The vertical axis (Y-axis) represents velocity (v).
The graph is a downward-curving rectangular hyperbola.
The condition p = constant means the momentum of the object does not change.
As mass increases, velocity decreases.
As mass decreases, velocity increases.
This shows that velocity is inversely proportional to mass when momentum remains constant.

Mathematical Interpretation

Since momentum is constant,

mv = constant

Therefore,

v ∝ 1/m

This inverse relationship produces the hyperbolic curve shown in the graph.

Examples

If the mass doubles, the velocity becomes half.
If the mass becomes three times larger, the velocity becomes one-third.
If the mass is reduced to half, the velocity doubles.

Real-Life Example

Consider a gun firing a bullet. The bullet has a very small mass, so it moves with a very high velocity. In contrast, the gun has a much larger mass, so its recoil velocity is comparatively very small. Both possess equal momentum in opposite directions.

DATASET EXCERPTS ->
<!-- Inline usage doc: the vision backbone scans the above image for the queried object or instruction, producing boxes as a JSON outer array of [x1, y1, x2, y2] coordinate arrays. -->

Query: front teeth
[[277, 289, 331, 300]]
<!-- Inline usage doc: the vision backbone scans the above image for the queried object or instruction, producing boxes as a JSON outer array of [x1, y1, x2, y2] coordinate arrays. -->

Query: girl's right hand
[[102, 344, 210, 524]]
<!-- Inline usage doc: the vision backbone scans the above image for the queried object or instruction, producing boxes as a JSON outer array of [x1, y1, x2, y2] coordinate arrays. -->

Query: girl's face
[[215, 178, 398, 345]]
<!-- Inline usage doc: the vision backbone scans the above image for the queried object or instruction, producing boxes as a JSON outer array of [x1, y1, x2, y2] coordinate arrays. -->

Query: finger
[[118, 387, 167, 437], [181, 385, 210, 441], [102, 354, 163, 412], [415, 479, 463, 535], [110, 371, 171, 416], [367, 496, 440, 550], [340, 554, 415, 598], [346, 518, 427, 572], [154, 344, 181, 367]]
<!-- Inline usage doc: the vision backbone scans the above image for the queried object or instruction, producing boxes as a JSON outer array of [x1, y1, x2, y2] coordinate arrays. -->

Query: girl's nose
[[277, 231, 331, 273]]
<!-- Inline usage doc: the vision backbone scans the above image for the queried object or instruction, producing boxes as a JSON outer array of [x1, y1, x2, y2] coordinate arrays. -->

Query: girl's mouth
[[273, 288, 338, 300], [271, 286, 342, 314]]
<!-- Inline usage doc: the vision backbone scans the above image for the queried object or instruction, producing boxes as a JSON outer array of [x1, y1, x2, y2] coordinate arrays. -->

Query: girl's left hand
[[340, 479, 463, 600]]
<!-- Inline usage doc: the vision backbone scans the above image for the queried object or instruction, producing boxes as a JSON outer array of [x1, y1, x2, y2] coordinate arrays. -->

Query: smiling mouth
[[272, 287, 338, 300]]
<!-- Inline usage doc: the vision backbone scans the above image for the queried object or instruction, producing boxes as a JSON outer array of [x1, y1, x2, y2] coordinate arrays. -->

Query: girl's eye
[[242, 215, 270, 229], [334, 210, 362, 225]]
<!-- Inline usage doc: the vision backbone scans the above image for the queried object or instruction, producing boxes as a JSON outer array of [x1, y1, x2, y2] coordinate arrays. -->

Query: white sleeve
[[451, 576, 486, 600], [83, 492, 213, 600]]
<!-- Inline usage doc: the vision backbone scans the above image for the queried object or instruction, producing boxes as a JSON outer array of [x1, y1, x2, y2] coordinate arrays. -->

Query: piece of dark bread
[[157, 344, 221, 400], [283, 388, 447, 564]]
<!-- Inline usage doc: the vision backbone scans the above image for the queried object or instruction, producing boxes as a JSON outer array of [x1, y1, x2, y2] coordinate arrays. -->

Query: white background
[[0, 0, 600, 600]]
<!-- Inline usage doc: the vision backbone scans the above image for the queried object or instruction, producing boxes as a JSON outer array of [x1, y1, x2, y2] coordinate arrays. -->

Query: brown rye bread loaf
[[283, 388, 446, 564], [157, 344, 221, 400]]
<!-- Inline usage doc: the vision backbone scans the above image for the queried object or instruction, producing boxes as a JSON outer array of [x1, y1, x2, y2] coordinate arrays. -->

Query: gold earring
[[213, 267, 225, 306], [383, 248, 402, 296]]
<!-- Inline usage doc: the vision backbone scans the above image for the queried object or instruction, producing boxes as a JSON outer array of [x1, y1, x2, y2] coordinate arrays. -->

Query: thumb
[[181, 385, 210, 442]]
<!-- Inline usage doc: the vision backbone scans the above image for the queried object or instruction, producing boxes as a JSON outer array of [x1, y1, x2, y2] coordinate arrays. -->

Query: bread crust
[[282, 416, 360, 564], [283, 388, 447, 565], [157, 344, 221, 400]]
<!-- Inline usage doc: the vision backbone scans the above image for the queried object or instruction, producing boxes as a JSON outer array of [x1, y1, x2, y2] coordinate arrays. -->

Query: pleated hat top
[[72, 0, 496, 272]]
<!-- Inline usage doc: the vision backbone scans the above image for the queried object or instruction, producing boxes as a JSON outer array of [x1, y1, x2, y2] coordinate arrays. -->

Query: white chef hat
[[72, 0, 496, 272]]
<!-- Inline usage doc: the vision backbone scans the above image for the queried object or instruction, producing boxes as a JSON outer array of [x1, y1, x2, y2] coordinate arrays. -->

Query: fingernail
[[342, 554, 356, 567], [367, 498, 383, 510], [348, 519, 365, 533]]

---

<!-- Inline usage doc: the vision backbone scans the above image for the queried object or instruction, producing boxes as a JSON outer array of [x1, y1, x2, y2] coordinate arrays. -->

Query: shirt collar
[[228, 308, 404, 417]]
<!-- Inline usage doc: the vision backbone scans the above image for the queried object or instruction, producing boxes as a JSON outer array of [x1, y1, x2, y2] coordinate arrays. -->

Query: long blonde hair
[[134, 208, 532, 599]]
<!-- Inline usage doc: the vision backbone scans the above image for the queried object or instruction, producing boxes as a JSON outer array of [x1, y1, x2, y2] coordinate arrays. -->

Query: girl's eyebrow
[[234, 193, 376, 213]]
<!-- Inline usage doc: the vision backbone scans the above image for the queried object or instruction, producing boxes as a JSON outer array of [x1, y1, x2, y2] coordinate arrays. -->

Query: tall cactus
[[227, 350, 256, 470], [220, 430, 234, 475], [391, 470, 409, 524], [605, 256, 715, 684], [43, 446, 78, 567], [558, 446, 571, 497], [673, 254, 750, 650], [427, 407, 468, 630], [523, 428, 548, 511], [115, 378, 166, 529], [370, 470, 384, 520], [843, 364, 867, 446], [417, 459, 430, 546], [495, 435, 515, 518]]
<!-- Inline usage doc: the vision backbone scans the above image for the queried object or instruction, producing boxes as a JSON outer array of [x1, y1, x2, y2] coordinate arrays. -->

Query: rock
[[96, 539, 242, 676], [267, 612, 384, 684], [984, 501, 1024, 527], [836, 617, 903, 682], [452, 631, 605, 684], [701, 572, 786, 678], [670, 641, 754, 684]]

TASK OBJECTIVE ->
Answer these from the text on constant momentum:
1. What shape does the graph have?
2. What happens to the velocity if the mass becomes three times larger?
3. In the gun example, what property of the bullet makes it move at a very high velocity?

SOLUTION FOR THIS TASK ->
1. A downward-curving rectangular hyperbola.
2. It becomes one-third.
3. Its very small mass.